§ Aufgabendetails
Wie lautet der Satz „In diesem Forum stellen wir Euch regelmäßig neue Fragen rund um die Welt der Online-Rollenspiele.“ aus dem Forenthread zur Sonnenbrunnen-Insel auf Englisch?

# Spielt Ihr die Tages-Quests auf der Sonnenbrunnen-Insel?



## Dargrimm (31. März 2008)

*Herzlich willkommen zur wöchentlichen buffed-Umfrage.*

*Worum geht's überhaupt?*
In diesem Forum stellen wir Euch regelmäßig neue Fragen rund um die Welt der Online-Rollenspiele. 
Die Ergebnisse besprechen wir übrigens jeden Freitag in unserer wöchentlichen MP3-Talkrunde, dem buffedCast (HIER KLICKEN).

*Das Thema der Woche:*
In dieser Woche wollen wir wissen, ob Ihr die neuen täglichen Quests auf der Sonnenbrunnen-Insel erledigt. 

Viel Spaß beim Abstimmen und Kommentieren wünscht
Euer buffed-Team

p.s.: Hier findet Ihr das Ergebnis der letzten Umfrage.
Den aktuellen Stand im Server-Wettkampf um die Sonnenbrunnen-Insel findet Ihr auf unserer Übersichtsseite.


----------



## RadioactiveMan (31. März 2008)

ich würde sie machen wenn ich nicht im moment inaktiv wäre.
ich hab aber trotzdem mal "Nein, ich haue lieber PvP-geflaggte Gegenspieler um. Hehe." genommen, weil es sich auf nen pvp server nicht vermeiden ließe spieler umzuhauen.

Edit: firstes mal first juhu 


			Dieser Inhalt steht nur eingeloggten Mitgliedern zur Verfügung.


----------



## Melian (31. März 2008)

Ich spiele sie, wenn ich zeit habe. diese antwort gibts leider nicht.


----------



## Arondor (31. März 2008)

Ich haue zur Zeit lieber PvP gegner um weil ich vorletze Woche mit meinem ersten char endlich 70 wurde *stolz* und jetzt kräftig am Ehre machen bin für mein S1 set 


			Dieser Inhalt steht nur eingeloggten Mitgliedern zur Verfügung.


----------



## mgh (31. März 2008)

haha s1 =?
dachte gibts nimma !
 und ja die quests sind das erste was ich mach wenn ich einlogge
mfg
MGH


----------



## Besistic (31. März 2008)

hi,
hab mal nicht abgestimmt,
weil,
ich würde die q's ja gerne mal machen, aber leider noch keine 70 mit dem neuen main. 


			Dieser Inhalt steht nur eingeloggten Mitgliedern zur Verfügung.
        

 
wenn ich 70 bin werd ich sicher mal welche machen.

dann noch denen viel spaß, die dort questen können und den anderen beim lvln


----------



## Therealdead (31. März 2008)

§ Bereitgestellte Daten
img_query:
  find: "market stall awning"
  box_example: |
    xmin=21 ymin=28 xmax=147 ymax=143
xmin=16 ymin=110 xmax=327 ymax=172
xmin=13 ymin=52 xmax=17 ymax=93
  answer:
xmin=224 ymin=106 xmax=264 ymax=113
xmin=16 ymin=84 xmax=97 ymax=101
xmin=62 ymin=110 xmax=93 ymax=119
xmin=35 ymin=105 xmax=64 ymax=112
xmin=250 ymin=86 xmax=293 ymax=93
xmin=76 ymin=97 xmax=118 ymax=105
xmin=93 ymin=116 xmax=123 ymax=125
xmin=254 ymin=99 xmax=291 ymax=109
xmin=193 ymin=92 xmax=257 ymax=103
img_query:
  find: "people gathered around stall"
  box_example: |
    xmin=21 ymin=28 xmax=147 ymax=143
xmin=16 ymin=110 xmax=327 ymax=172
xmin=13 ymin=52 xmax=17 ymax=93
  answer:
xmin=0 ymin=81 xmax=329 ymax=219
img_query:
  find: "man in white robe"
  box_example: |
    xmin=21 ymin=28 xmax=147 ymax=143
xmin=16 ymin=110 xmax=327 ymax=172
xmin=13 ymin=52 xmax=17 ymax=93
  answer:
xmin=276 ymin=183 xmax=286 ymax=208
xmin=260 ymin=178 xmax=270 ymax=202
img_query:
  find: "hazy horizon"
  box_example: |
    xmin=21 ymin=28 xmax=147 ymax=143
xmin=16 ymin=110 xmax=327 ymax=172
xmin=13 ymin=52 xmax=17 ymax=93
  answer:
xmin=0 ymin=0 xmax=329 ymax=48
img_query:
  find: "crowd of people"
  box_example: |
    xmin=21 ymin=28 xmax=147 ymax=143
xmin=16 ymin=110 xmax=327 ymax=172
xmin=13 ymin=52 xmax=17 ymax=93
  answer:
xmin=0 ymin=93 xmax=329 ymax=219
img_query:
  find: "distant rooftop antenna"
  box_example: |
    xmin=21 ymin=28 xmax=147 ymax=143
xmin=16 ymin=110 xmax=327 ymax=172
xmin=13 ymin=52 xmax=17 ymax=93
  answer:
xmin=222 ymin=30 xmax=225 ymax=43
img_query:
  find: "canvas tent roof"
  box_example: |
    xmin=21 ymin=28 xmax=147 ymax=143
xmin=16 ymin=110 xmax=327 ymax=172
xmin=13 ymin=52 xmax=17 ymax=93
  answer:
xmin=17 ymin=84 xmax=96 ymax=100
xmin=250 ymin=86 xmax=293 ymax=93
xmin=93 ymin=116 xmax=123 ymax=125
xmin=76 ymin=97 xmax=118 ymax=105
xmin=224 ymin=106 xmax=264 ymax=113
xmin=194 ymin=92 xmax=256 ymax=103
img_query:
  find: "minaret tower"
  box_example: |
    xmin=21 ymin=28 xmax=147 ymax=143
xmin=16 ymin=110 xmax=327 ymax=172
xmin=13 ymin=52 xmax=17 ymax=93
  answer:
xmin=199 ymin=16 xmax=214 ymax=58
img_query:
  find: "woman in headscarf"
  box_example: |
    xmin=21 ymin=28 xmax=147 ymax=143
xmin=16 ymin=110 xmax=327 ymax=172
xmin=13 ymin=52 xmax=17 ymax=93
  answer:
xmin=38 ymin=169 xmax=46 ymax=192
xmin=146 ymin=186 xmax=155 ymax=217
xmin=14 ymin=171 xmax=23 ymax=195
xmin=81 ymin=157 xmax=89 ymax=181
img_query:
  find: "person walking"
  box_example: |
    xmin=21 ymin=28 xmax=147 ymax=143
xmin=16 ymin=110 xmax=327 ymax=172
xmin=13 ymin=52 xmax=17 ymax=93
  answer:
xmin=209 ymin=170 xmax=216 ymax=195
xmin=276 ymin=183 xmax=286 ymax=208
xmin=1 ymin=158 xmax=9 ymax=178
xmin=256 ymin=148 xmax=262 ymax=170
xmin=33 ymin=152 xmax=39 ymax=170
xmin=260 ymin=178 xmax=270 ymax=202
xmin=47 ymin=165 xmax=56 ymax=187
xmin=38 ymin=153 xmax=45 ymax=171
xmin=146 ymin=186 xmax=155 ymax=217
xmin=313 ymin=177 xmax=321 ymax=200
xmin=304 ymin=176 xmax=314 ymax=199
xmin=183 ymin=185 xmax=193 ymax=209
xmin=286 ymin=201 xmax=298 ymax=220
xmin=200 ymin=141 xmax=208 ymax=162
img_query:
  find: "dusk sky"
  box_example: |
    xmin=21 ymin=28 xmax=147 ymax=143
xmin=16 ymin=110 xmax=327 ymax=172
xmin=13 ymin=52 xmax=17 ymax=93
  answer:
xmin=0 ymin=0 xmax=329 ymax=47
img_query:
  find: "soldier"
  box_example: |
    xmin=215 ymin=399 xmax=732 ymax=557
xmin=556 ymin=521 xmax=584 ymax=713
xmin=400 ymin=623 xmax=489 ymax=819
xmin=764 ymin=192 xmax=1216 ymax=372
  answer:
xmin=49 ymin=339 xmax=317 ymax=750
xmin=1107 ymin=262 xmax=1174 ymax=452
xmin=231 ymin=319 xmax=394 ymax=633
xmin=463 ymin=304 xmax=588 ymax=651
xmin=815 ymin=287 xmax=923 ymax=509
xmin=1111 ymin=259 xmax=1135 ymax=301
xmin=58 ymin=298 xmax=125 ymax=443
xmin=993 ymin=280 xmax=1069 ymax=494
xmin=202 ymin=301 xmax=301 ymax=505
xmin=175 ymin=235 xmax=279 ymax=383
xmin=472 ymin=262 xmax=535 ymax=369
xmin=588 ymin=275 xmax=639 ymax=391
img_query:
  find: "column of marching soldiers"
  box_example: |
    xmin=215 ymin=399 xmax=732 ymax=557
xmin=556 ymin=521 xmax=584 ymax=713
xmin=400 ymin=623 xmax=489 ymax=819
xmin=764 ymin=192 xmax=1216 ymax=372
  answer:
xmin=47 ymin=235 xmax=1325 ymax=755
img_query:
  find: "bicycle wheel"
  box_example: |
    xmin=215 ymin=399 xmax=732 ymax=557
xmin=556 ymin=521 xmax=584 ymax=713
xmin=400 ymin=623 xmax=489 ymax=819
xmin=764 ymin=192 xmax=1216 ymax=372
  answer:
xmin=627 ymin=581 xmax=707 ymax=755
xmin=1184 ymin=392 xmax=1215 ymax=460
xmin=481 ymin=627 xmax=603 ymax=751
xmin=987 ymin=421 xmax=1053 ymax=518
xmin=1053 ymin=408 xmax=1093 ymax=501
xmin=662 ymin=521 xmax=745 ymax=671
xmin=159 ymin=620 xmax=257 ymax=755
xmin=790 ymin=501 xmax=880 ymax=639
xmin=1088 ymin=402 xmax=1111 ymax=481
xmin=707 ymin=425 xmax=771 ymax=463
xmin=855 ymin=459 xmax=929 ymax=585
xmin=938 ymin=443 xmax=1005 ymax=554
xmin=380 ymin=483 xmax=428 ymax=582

§ Übungsergebnis
In this forum, we regularly ask you new questions about the world of online role-playing games.